_WHAT TO DO_:
For this exercise, please find the lines in the entries that include the word "pier" and copy them.

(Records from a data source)

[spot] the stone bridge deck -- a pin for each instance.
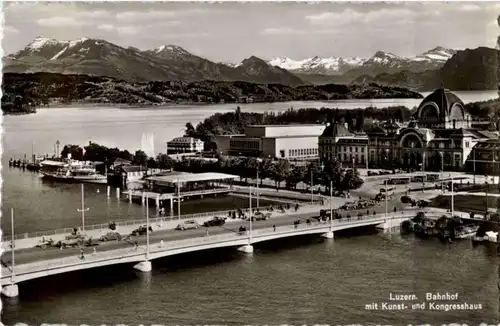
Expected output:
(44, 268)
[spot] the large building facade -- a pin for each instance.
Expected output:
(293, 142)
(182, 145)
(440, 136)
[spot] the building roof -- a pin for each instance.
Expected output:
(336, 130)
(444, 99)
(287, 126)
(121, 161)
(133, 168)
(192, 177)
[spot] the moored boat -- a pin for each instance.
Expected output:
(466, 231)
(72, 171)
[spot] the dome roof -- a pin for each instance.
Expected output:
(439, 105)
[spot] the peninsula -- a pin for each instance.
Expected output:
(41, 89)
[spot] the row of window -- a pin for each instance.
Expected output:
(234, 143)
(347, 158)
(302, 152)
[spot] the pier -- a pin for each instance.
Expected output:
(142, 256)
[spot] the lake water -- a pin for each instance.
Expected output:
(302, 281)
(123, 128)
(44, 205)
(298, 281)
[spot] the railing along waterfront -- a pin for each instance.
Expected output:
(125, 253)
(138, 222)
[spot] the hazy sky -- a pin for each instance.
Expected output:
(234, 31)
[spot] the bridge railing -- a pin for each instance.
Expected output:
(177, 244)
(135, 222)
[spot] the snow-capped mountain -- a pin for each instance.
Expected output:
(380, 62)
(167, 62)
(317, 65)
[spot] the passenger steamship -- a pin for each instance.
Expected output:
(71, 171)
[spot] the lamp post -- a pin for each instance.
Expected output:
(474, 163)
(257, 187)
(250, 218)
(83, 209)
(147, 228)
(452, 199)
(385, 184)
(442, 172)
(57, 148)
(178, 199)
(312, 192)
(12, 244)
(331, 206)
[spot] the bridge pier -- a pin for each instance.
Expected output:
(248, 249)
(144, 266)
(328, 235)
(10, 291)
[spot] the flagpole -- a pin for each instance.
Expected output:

---

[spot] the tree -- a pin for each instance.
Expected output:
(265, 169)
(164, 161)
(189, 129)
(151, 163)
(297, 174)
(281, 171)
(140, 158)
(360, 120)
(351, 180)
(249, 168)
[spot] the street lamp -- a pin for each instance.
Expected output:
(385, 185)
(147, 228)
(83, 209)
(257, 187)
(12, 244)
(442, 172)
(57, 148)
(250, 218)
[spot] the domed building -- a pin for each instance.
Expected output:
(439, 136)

--

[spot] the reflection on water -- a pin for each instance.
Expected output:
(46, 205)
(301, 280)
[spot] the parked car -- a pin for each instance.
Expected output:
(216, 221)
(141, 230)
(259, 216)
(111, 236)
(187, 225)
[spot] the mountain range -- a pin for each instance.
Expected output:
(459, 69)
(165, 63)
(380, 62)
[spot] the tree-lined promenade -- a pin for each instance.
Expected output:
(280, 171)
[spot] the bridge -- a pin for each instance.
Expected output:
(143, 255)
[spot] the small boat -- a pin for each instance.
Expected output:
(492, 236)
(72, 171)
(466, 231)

_RESULT FOR THIS TASK_:
[spot] the pier -- a pin for each instance.
[spot] the bridge pier -- a pin for each instance.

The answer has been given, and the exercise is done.